* QUOTED PASSAGE
I will take all of this guidance with great seriousness, and go forward from here with a greater measure of caution, as I have in the past. In 2005 I learned much of the same lesson, and diligently watched where my feet were placed. Ironically enough, in that instance I was led to a reward. The very same day of that encounter, having decided to walk up the mountain in spite of the newly discovered danger, I climbed the hill and walked carefully, with my eyes more clearly directed towards the ground that before. I came upon a flat rock decorated with a most beautiful petroglyph, and dubbed it a prayer stone for the placement of its pictures. I still visit it today. I also discovered, over time, how that rock tied together two other sets of petroglyphs, some ancient markers and messages I can only wonder about in these modern times. I still feel blessed to have been led to each and every one of them.
I go forward with those blessings in my heart as I begin this new phase of my life. I have been warned and affirmed, all in one step. I regret having had to kill the messenger, as she meant me no harm, and even warned me away from the danger. I should respect that, but I also had no alternative at the moment. Just yesterday I walked all over the yard, crossing that same location, in the company of my nine year old grandson. If I had been bitten, it would have been regrettable, if he had been bitten, it would have been tragic! I am most unwilling to risk either alternative.
Just recently, while I was in California, I was taught a valuable lesson on how to capture and handle a rattlesnake without doing it harm. I reflected on that lesson after I had killed the one I encountered, having acted fully out of instinct and past experience. I have always killed the snakes in my yard. I considered the fact that I may well have captured her and set her free elsewhere had I had the tools, and I think I will prepare for the possibility of doing so next time. Given the symbolism of the rattlesnake, and the fact that she warned me fully, and had no desire to wage battle, my mindset has been altered. I would not have killed the messenger, had I had another means of removing her from the yard. I will prepare to offer that respect, should I be visited again. I see no harm in choosing to do so. I have been blessed, and she deserved the same.

* SUPPLIED MATERIAL
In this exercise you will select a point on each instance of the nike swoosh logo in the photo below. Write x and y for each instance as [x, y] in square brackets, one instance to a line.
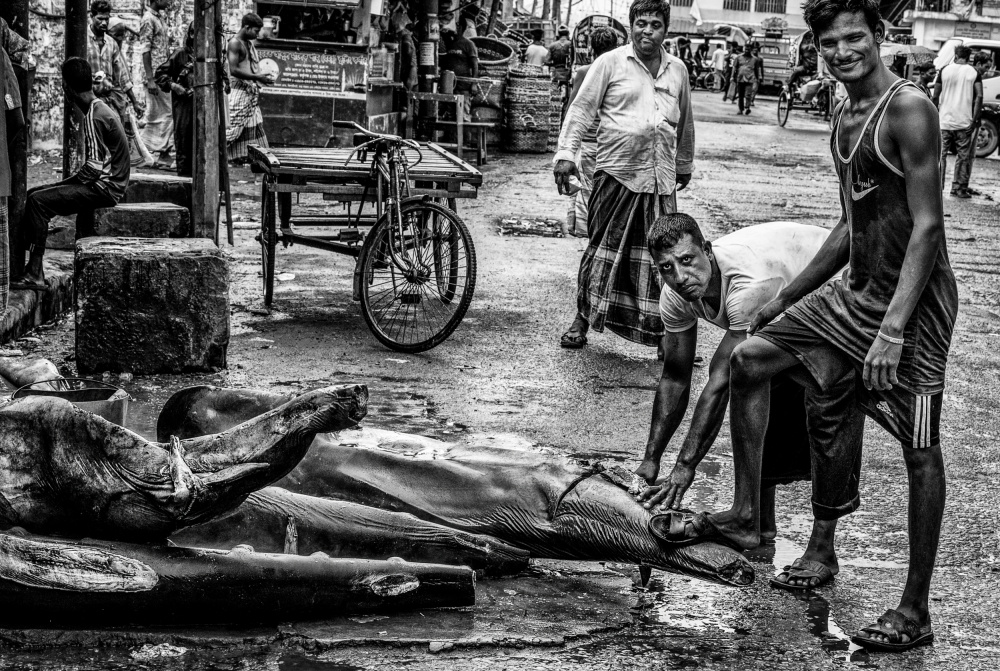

* TASK PROMPT
Please answer these questions from the rattlesnake reflection:
(a) What did the writer find decorating the flat rock in 2005?
(b) How old is the grandson who walked the yard with the writer?
(c) Where was the writer recently taught to capture and handle a rattlesnake without harming it?
Nothing in the listing is needed here.

* FINISHED TASK
(a) A most beautiful petroglyph.
(b) Nine years old.
(c) In California.